Entries on locating named things:
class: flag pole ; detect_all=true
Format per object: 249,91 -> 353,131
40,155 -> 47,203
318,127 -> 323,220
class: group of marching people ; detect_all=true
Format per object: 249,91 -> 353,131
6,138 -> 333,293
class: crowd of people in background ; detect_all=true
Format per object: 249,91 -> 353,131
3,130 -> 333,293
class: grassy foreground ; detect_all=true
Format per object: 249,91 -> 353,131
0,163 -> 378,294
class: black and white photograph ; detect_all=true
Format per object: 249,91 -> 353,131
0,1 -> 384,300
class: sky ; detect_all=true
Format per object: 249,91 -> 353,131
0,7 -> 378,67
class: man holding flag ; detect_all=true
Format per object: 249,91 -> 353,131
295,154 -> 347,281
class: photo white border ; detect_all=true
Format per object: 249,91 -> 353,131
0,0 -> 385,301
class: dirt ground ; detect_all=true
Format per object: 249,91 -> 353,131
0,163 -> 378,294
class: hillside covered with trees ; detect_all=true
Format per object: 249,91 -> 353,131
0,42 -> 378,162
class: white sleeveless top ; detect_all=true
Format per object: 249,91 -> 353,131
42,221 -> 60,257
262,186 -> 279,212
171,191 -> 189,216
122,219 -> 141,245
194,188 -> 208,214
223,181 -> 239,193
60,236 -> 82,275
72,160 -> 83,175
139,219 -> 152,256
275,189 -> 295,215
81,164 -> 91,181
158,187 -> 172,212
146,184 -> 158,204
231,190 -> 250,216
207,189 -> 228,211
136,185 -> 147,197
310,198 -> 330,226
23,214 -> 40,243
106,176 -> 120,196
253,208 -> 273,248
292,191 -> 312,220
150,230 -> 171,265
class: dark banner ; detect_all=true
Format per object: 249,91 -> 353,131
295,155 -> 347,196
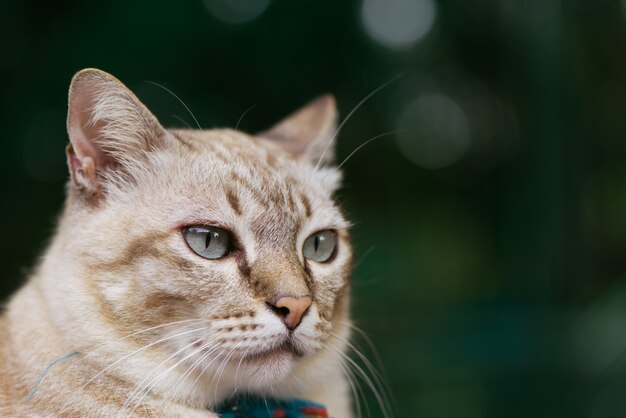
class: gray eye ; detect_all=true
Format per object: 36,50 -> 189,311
183,226 -> 232,260
302,229 -> 337,263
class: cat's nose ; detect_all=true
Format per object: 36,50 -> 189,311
267,296 -> 312,331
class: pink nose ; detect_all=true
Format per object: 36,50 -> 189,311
267,296 -> 312,330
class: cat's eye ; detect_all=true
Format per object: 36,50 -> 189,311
183,226 -> 232,260
302,229 -> 337,263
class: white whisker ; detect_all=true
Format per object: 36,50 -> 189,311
315,74 -> 402,170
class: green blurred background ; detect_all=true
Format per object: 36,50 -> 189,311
0,0 -> 626,418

Exercise details: Extract every line of the entries above word for word, leaving the pictures out.

Final result:
class: flag pole ; detect_all=true
Format per object: 249,91 -> 353,131
40,155 -> 47,203
318,127 -> 323,220
class: group of marching people ; detect_all=true
Format per object: 249,91 -> 353,131
6,138 -> 333,293
class: crowd of people in background ; detect_all=true
Format per object: 249,91 -> 353,131
3,130 -> 333,293
class: grassy foreground ; detect_all=true
Format per object: 249,91 -> 353,131
0,163 -> 378,294
class: black and white photograph ; detect_all=true
Format per object: 249,91 -> 353,131
0,1 -> 384,300
class: sky ; detect_all=true
Format per object: 249,91 -> 353,131
0,7 -> 378,67
class: man holding flag ; detect_all=true
Format per object: 249,91 -> 353,131
295,154 -> 347,281
class: photo white border ; detect_all=true
Format per object: 249,91 -> 353,131
0,0 -> 385,301
class: dirt ground ; detect_all=true
Format per object: 249,91 -> 353,131
0,163 -> 378,294
class: hillside covered with trees ; detect_all=true
Format per object: 249,91 -> 353,131
0,42 -> 378,162
class: white sleeveless top ; detect_all=true
Format per object: 249,91 -> 353,131
42,221 -> 60,257
262,186 -> 279,212
171,191 -> 189,216
122,219 -> 141,245
194,188 -> 208,214
223,181 -> 239,193
60,236 -> 82,275
72,160 -> 83,175
139,219 -> 152,256
275,189 -> 295,215
81,164 -> 91,181
158,187 -> 172,212
146,184 -> 158,204
231,190 -> 250,216
207,189 -> 228,211
136,185 -> 147,197
310,198 -> 330,226
23,214 -> 40,243
106,176 -> 120,196
253,208 -> 273,248
292,191 -> 312,220
150,230 -> 171,265
class: dark banner ; detect_all=true
Format per object: 249,91 -> 353,131
295,155 -> 347,196
class: gray eye ; detect_all=true
Format per object: 36,50 -> 189,311
183,226 -> 232,260
302,229 -> 337,263
class: cat's nose ; detect_all=true
Format per object: 36,50 -> 189,311
267,296 -> 312,331
class: pink nose ; detect_all=true
Format per object: 36,50 -> 189,311
267,296 -> 312,330
class: cat's eye ; detect_all=true
Format per object: 36,50 -> 189,311
183,226 -> 232,260
302,229 -> 337,263
class: white whisker ; detect_all=true
Format per object: 36,50 -> 189,311
315,74 -> 402,170
class: green blurred background ; detect_all=true
Format per object: 36,50 -> 189,311
0,0 -> 626,418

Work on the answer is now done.